***** Provided passage *****
Two naturally occurring compounds derived from hemp seed hulls can help improve blood sugar control and restore key metabolic functions tied to diabetes and obesity, according to a new study published in Phytomedicine.
The research was conducted by scientists from Konyang University, who examined two phenylpropionamide lignanamides known as Cannabisin A and Cannabisin B. According to the study, both compounds acted on two major metabolic targets linked to insulin resistance and poor energy regulation: protein-tyrosine phosphatase 1B, known as PTP1B, and AMPK, an enzyme involved in cellular energy balance.

Researchers found that both compounds strongly inhibited PTP1B, which is considered a major negative regulator of insulin and leptin signaling. In laboratory tests involving muscle cells and liver cells, the compounds helped restore glucose uptake and reactivated several signaling pathways tied to insulin sensitivity and metabolic function. The study found similar effects in primary liver cells taken from mice fed a high-fat diet, including reduced activity of a protein linked to fat production and increased expression of GLUT2, which helps transport glucose.

The compounds were also tested in diabetic mice. In those experiments, oral doses of Cannabisin A and Cannabisin B improved fasting blood glucose in a dose-dependent manner and enhanced results on both oral glucose tolerance and insulin tolerance tests. Researchers also found that the compounds reactivated multiple signaling pathways in skeletal muscle and liver that are closely tied to glucose regulation.

The study says the findings indicate these hemp-derived compounds may work as dual-target antidiabetic agents by inhibiting PTP1B while activating AMPK. Researchers say their activity across cell-based, ex vivo and animal models, along with supporting human data analysis, points to potential future use as insulin- and leptin-sensitizing agents.
***** Extracted information *****
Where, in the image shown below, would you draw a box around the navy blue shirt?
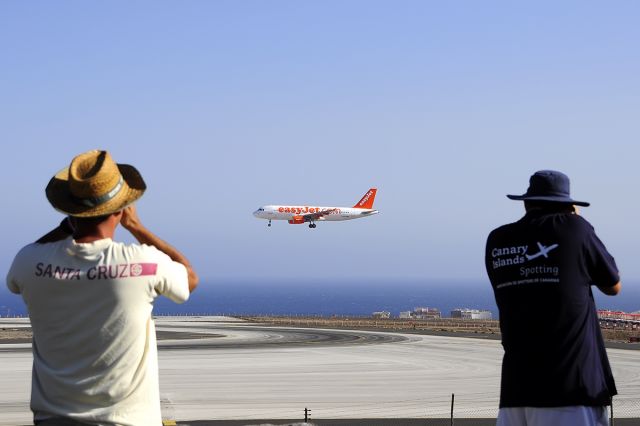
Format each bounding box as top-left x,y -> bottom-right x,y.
485,210 -> 619,407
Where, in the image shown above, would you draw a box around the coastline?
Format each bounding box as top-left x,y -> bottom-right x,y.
5,315 -> 640,350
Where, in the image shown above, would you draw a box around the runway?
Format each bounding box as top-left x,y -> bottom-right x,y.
0,317 -> 640,425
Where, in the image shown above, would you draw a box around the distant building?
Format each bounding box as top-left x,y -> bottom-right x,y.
451,308 -> 493,320
411,307 -> 442,319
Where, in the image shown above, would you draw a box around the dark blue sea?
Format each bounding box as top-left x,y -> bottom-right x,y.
0,280 -> 640,318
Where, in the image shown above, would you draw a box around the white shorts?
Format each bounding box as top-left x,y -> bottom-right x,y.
496,405 -> 609,426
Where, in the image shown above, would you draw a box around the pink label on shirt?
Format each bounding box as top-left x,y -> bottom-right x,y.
130,263 -> 158,277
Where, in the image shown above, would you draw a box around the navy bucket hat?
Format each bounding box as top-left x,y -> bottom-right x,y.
507,170 -> 589,207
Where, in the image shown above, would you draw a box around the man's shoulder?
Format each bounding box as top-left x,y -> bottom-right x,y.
111,241 -> 171,261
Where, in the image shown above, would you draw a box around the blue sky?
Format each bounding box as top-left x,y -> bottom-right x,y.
0,0 -> 640,290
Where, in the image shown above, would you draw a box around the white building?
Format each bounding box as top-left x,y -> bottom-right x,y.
451,308 -> 493,320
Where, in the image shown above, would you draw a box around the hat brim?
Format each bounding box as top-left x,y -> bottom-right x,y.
507,194 -> 591,207
45,164 -> 147,217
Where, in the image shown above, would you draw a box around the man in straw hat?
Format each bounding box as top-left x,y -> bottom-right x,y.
7,151 -> 198,426
485,170 -> 620,426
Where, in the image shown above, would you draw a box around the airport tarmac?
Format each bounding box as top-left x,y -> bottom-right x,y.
0,317 -> 640,425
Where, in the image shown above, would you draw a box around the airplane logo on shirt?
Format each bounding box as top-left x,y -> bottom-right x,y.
525,243 -> 558,260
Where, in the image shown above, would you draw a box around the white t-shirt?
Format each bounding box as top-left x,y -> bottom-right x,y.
7,238 -> 189,426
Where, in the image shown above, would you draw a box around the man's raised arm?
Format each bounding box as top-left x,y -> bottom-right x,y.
120,204 -> 199,292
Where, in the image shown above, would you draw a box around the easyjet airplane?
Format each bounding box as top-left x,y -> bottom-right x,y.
253,188 -> 378,228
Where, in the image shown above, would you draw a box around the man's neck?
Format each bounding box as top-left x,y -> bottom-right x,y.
73,218 -> 118,243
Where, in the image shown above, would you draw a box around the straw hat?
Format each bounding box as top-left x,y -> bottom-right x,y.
45,150 -> 147,217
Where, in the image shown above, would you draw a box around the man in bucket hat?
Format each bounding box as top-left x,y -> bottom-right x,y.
485,170 -> 620,426
7,151 -> 198,426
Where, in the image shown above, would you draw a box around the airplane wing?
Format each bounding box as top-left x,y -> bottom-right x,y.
302,209 -> 338,222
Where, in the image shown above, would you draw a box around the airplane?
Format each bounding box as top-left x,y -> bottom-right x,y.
525,243 -> 558,260
253,188 -> 378,228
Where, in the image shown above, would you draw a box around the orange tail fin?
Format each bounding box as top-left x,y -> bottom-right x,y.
353,188 -> 378,209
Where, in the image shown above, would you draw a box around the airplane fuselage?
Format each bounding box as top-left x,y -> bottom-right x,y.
253,205 -> 378,222
253,188 -> 378,228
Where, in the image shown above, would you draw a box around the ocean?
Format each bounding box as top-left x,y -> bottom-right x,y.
0,280 -> 640,318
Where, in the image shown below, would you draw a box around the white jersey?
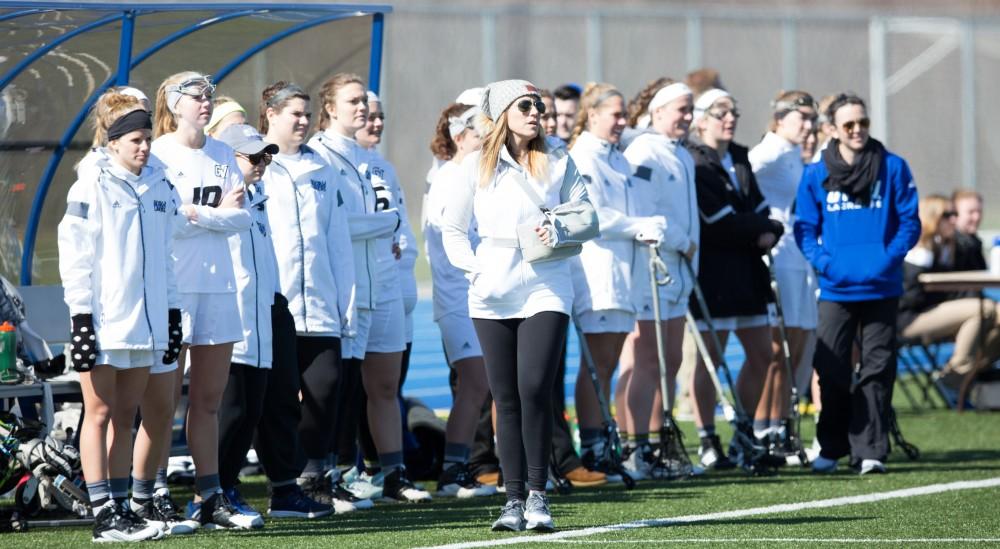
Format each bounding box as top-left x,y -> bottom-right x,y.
*****
▸ **Things to do**:
1. According to the hemp compounds article, which two metabolic targets did both compounds act on?
2. Duplicate the hemp compounds article, everything from "The study says" down to "and leptin-sensitizing agents.".
The rows come from a different source than the hemp compounds article.

▸ **Exercise answers**:
1. PTP1B (protein-tyrosine phosphatase 1B) and AMPK.

2.
The study says the findings indicate these hemp-derived compounds may work as dual-target antidiabetic agents by inhibiting PTP1B while activating AMPK. Researchers say their activity across cell-based, ex vivo and animal models, along with supporting human data analysis, points to potential future use as insulin- and leptin-sensitizing agents.